__Study text__:

---------------

NOT FOR PUBLICATION WITHOUT THE APPROVAL OF THE APPELLATE DIVISION This opinion shall not "constitute precedent or be binding upon any court ." Although it is posted on the internet, this opinion is binding only on the parties in the case and its use in other cases is limited. R. 1:36-3.
SUPERIOR COURT OF NEW JERSEY APPELLATE DIVISION DOCKET NO. A-3408-22
KAYLA SINGLETARY and DAMIAR SUMTER, minors by their Guardian Ad Litem, ORTISHA LIGHTY, and ORTISHA LIGHTY, individually,
Plaintiffs-Appellants,
v.
ACORN NJ STRAIGHT APARTMENTS, LP, STILLMAN PROPERTY MANAGEMENT, GARTHCHESTER REALTY, and MHANY MANAGEMENT, INC.,
Defendants-Respondents. _________________________________
Submitted September 10, 2024 – Decided December 19, 2024
Before Judges Firko and Bishop-Thompson.
On appeal from the Superior Court of New Jersey, Law Division, Passaic County, Docket No. L-3858-20.
Brazza Law, LLC, attorneys for appellants (Caesar D. Brazza, on the briefs). Lewis Brisbois Bisgaard & Smith, LLP, attorneys for respondent Mhany Management Inc. (Colin P. Hackett, of counsel and on the brief; Georgia D. Reid, on the brief).

---------------

__Material shown__:
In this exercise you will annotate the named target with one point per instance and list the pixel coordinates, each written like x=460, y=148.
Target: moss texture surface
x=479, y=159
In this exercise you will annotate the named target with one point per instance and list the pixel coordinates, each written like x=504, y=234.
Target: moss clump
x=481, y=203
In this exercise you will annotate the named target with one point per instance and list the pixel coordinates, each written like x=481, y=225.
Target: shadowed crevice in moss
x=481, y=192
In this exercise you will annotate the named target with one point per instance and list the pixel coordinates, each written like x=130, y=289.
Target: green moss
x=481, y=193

---------------

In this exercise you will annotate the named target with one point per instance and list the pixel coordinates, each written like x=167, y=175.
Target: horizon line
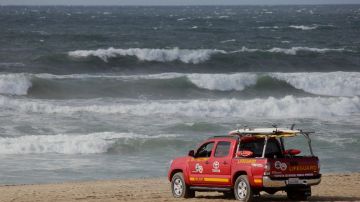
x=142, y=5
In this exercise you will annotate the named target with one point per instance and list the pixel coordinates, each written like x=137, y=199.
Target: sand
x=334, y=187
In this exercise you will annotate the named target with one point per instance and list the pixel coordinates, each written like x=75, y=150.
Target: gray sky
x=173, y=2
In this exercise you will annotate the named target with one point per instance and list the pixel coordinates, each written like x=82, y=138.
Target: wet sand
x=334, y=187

---------------

__Task set__:
[a] Using the appellate opinion on the Singletary matter, decide whether each statement agrees with it, answering yes or no and quoting the words that settle it: (i) the case was decided on December 19, 2024; (ii) the appeal came from a court in Bergen County; (iii) Colin P. Hackett was counsel for the appellants.
[b] Write the next part of the appellate opinion on the Singletary matter, starting after its last sentence.

__Answers__:
[a]
(i) Yes: "Submitted September 10, 2024 – Decided December 19, 2024."
(ii) No: "On appeal from the Superior Court of New Jersey, Law Division, Passaic County, Docket No. L-3858-20."
(iii) No: "Lewis Brisbois Bisgaard & Smith, LLP, attorneys for respondent Mhany Management Inc. (Colin P. Hackett, of counsel and on the brief; Georgia D. Reid, on the brief)."

[b]
PER CURIAM
Plaintiffs Ortisha Lighty and her minor two children, Kayla Singletary and
Damiar Sumter (collectively plaintiffs), appeal from the denial of their motion
for a new trial following a unanimous no-cause jury verdict in this negligence
action for mold exposure brought against defendants Acorn NJ Straight
Apartments, LP, Stillman Property Management, Garthchester Realty, and
Mhany Management, Inc.
Plaintiffs claim cumulative trial errors produced an unjust result. In that
regard, plaintiffs argue (1) the jury was improperly charged with standard
negligence and not the duty of a landlord; (2) the jury verdict sheet was
confusing; (3) defendants improperly bootstrapped the opinions of a non -
testifying physician during cross-examination; (4) defendants improperly
referenced prior lawsuits and painted plaintiff as a "serial litigant"; (5)
defendants improperly bootstrapped the opinions of a non-testifying physician
during closing arguments to argue Lighty was "lying" about the cause of
injuries; (6) defendants improperly used the adverse inference charge; and (7)
defendants called Lighty a "liar" and "shameful" during closing argument.
A-3408-22 2 Before the trial court, plaintiffs raised three claims: (1) the improper jury charge
regarding the landlord's duty; (2) the verdict sheet was confusing; and (3) the
jury heard several remarks made by defense counsel which were prejudicial and
capable of producing an unjust result.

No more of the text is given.